Pegida: Patriotische Europaer Geger die Islamisierung des Abendlandes

Nascita di un movimento spontaneo e dirompente in Germania

 La Storia c’insegna e documenta che, quando i cittadini avvertono disagi nell’espressione delle loro identità o soprusi da parte di coloro che, con metodi spicci e persistenti, minacciano le loro sovranità, non si sentono limitati o impauriti dalla democrazia coercitiva o dai principi sanciti dalle Carte Costituzionali. 

Il peloso buonismo dei governanti stenta così a frenare la protesta e il desiderio di rivendicare ciò che, in nome del politically correct o a norme percepite come sorpassate, è precluso.

E’ avvenuto per l’anelito alla frantumazione o dissociazione dagli Stati Nazionali negli ultimi 25 anni, in Scozia, Catalogna, Belgio, Slovacchia e nelle regioni del Nord Italia, Veneto e Lombardia principalmente, ove il desiderio d’indipendenza, rispetto al potere centrale, con connotazioni diverse, sta procedendo, pur tra le mille difficoltà rappresentate da una legislazione avversa al principio di autodeterminazione dei popoli e all’autonomia.

L’altro fenomeno che sta creando serie difficoltà in diversi Paesi d’Europa è rappresentato dall’immigrazione selvaggia e incontrollata, in particolare di provenienza islamica.

Ogni Paese rappresenta aspetti differenti. In Italia, la speculazione delittuosa emersa nell’inchiesta romana in materia di assistenza ai profughi provenienti dall’Africa, con la connivenza di fatto della politica, ha passato il segno della sopportazione e della decenza.

Appare maggiormente evidente il contrasto tra gli italiani in povertà, derivata principalmente dalla crisi economica ed occupazionale, i privi di risorse ed assistenza e gli stanziamenti generosi erogati a favore degli immigrati clandestini e pseudo profughi che, oltretutto devastano locali e infrastruttura nelle quali vengono generosamente ospitati e disprezzano quanto è loro concesso.

 Per non parlare degli episodi delittuosi che ogni giorno costellano le cronache. L’altro aspetto ripugnante è dovuto alla supina condiscendenza verso l’Islam che anima le decisioni di autorità scolastiche e politiche che rifiutano di organizzare momenti d’incontro e formativi sul tema del Natale e delle Festività e simboli religiosi che fanno parte della nostra cultura e delle nostre radici, per non turbare la suscettibilità di alunni mussulmani ormai divenuti arbitri delle nostre scelte.

COMPITO SCRITTO 1>
Rispondi in base all'articolo su Pegida:
(a) In quali due regioni del Nord Italia si manifesta principalmente il desiderio d'indipendenza?
(b) Di quale provenienza è in particolare l'immigrazione descritta come selvaggia e incontrollata?
(c) Da dove provengono i profughi di cui tratta l'inchiesta romana?
COMPITO SCRITTO 2>
Scrivi il seguito dell'articolo su Pegida, ripartendo subito dopo la sua ultima frase.

DATI ESTRATTI>
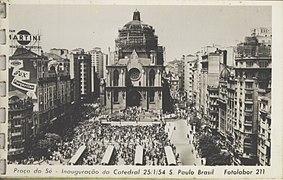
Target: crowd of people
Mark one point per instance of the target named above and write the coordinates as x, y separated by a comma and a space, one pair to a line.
133, 114
97, 137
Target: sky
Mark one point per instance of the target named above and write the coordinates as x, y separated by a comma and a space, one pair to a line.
182, 30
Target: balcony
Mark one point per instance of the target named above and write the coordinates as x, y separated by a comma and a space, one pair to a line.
248, 114
18, 126
262, 149
248, 123
16, 134
248, 144
264, 111
248, 131
267, 143
248, 110
249, 91
249, 101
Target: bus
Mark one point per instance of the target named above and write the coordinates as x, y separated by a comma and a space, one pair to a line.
139, 156
76, 158
170, 157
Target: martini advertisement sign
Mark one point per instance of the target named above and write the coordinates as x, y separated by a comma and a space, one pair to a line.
24, 39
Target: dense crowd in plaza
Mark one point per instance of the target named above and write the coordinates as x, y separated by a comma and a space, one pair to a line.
97, 137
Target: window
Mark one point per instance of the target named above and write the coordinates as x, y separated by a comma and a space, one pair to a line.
115, 78
151, 96
263, 64
249, 64
249, 85
116, 94
151, 77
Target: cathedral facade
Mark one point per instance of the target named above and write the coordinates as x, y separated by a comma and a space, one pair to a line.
134, 79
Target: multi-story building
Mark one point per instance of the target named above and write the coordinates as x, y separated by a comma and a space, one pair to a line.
253, 77
190, 61
19, 123
83, 80
135, 77
46, 79
264, 129
97, 61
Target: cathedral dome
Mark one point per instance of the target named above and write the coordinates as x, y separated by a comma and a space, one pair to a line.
225, 73
136, 23
136, 35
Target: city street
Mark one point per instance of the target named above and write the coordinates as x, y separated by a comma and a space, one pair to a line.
179, 138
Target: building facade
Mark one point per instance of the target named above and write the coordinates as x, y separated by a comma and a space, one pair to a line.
84, 82
20, 122
46, 80
135, 77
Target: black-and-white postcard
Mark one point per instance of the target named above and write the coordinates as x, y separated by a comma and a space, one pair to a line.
161, 89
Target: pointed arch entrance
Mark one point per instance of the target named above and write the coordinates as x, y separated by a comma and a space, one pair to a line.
133, 98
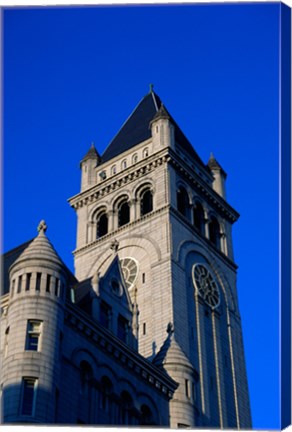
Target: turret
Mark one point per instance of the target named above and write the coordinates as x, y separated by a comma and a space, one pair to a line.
171, 358
35, 315
88, 164
219, 176
162, 130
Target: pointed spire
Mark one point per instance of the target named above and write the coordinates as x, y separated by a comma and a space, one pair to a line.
42, 227
92, 154
40, 249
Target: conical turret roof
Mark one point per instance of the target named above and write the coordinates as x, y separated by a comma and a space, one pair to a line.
92, 154
40, 249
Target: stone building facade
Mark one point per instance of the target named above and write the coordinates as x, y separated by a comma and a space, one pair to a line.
153, 253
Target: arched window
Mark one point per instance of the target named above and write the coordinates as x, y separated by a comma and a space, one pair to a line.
126, 409
85, 378
199, 217
101, 225
114, 170
106, 388
146, 417
183, 201
146, 202
123, 213
214, 231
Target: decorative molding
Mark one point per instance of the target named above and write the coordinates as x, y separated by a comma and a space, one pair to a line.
114, 348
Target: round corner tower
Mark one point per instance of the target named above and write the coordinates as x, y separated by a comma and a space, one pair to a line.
35, 316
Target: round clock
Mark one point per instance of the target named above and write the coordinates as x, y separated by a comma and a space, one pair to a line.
129, 268
206, 285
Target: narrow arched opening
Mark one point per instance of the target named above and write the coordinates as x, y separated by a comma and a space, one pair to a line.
183, 201
199, 220
146, 202
123, 213
214, 232
102, 225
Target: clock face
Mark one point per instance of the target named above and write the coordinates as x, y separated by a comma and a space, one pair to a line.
206, 285
129, 268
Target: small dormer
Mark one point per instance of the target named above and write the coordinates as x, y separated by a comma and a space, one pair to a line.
219, 176
88, 167
162, 130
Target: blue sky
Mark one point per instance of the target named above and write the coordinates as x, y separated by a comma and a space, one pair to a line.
73, 75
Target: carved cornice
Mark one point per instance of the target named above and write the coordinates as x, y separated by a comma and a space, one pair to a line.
122, 228
210, 195
115, 182
146, 166
105, 341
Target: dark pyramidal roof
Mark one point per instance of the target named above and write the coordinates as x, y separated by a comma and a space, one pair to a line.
137, 129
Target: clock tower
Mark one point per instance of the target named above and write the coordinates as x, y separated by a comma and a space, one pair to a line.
165, 211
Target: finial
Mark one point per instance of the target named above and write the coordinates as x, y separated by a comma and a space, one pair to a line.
170, 328
42, 227
115, 245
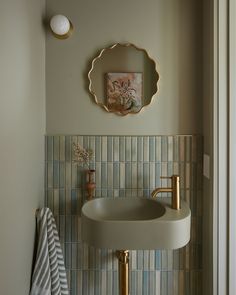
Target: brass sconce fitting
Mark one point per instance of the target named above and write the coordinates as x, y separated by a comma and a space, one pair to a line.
61, 27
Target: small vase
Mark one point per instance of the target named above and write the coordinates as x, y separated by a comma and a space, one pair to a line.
90, 185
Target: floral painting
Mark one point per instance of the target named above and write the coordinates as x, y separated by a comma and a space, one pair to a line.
124, 92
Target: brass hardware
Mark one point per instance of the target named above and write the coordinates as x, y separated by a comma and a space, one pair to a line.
174, 189
65, 36
123, 257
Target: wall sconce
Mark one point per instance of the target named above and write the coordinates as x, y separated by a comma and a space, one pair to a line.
61, 26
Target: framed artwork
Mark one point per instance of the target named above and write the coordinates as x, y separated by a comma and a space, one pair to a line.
124, 92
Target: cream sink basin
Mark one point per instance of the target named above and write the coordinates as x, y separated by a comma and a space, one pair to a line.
135, 223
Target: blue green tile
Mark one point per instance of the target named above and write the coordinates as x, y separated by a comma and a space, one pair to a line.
109, 149
128, 148
152, 147
146, 175
97, 148
146, 149
128, 176
56, 148
68, 148
62, 146
134, 149
121, 148
116, 174
140, 149
49, 148
104, 175
116, 149
164, 149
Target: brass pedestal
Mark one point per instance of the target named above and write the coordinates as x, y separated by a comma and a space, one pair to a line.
123, 257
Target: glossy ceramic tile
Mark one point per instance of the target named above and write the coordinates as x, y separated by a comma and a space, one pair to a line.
125, 166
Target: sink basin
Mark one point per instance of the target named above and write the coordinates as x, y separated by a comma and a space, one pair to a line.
135, 223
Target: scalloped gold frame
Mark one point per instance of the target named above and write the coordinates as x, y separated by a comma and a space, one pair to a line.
93, 66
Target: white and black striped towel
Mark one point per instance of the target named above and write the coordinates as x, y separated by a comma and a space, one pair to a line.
49, 276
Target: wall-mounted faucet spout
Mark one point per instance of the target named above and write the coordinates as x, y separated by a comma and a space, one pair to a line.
174, 189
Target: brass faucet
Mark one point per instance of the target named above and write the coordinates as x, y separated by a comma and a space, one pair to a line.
174, 189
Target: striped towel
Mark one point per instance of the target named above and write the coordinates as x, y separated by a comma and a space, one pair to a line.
49, 276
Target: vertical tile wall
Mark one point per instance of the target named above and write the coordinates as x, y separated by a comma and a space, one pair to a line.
126, 166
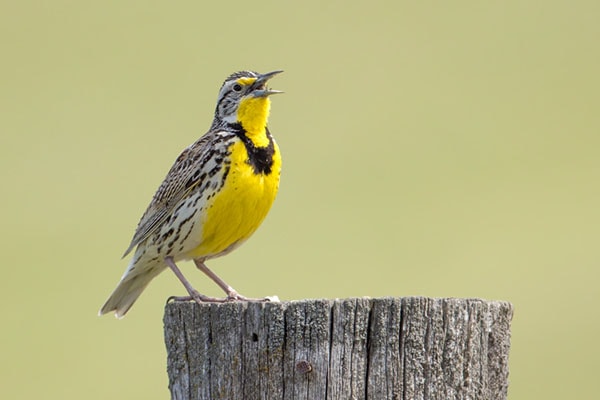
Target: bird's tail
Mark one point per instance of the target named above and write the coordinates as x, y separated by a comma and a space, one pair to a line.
131, 286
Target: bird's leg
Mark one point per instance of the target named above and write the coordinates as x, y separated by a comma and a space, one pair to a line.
194, 294
232, 294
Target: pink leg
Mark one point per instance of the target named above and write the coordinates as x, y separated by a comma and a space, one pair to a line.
194, 294
232, 294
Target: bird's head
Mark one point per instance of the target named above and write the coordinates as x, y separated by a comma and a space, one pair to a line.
244, 99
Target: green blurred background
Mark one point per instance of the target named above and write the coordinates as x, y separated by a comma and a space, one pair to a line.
430, 148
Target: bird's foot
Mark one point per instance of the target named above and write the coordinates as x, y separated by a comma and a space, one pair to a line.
198, 298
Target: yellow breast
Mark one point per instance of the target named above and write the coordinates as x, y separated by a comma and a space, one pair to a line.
241, 205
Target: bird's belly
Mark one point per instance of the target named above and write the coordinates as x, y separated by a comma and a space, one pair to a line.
236, 210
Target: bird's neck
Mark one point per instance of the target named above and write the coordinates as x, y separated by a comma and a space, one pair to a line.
253, 114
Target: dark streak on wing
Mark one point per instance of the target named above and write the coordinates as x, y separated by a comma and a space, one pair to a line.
179, 182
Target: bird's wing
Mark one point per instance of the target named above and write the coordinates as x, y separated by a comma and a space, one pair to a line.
180, 180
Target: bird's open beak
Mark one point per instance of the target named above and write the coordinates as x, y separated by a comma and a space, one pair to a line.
260, 90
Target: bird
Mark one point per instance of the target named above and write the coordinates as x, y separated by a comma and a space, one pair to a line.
214, 197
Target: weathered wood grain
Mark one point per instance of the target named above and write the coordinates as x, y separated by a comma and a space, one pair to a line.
359, 348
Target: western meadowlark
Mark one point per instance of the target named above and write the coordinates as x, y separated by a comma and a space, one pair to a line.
213, 198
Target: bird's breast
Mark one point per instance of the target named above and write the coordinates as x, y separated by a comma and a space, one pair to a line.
238, 208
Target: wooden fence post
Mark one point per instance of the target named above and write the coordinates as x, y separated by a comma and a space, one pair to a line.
358, 348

RISPOSTA 1>
(a) Veneto e Lombardia.
(b) Islamica.
(c) Dall'Africa.

RISPOSTA 2>
In Germania ove, causa la forte immigrazione proveniente dalla Turchia, la presenza mussulmana è ormai consolidata, dalle proteste di cittadini e gruppi, si sta passando ai fatti.

A Dresda, da ottobre tutti i lunedì migliaia di cittadini si riuniscono per manifestare a favore dell'identità tedesca e contro l'islamizzazione dell'Europa. Sono i membri di Pegida, acronimo di Patriotische Europäer Gegen die Islamisierung des Abendlandes, movimento nato sui social per volontà di un piccolo commerciante di Dresda, Lutz Bachmann.

Da oltre tre mesi costoro sono riusciti a portare in piazza da 500 a 20mila persone. E soprattutto a scardinare gli schemi mentali che hanno caratterizzato la Germania negli ultimi 70 anni. Pegida parla espressamente d’identità nazionale ed europea, lotta all'immigrazione irregolare e all'islamizzazione che le comunità straniere, soprattutto quella turca, stanno portando avanti in spregio alla tanto decantata integrazione culturale di cui il governo di Berlino si è fatta vanto.

Nessuna paura ad essere attaccati ed etichettati come neonazisti o revanscisti. Perché a muoverli, stando al loro manifesto, non è il passato o la sindrome della sconfitta, ma la cultura occidentale oltre ad un’accesa polemica, non tanto nei confronti dell'Islam in sé, quanto delle nazioni europee e della loro incapacità di preservare non solo i meccanismi democratici ma pure la loro identità religiosa e culturale.

I nostalgici del Terzo Reich non sono i benvenuti dei raduni del lunedì, anzi. Nei loro manifesti appesi sui muri di Dresda si vede chiaramente una svastica finita nel cestino della spazzatura. Non per questo Pegida ha ricevuto durissimi attacchi sia da parte del mondo politico e religioso.

 L'ex cancelliere Schroeder ha invocato una “sollevazione degli onesti” mentre il portavoce della Comunità ebraica tedesca, Josef Schuster ha bollato come “estremamente pericolosa” la mobilitazione di piazza a Dresda. Ma le parole di biasimo e di condanna sembrano in ribasso dopo che lo scrittore Harald Martenstein ha invitato la stampa e le elite tedesche a smetterla nel rievocare continuamente ed eccessivamente le tragedie del Novecento, ponendo in questo modo dei freni alla libertà di espressione e di opinione.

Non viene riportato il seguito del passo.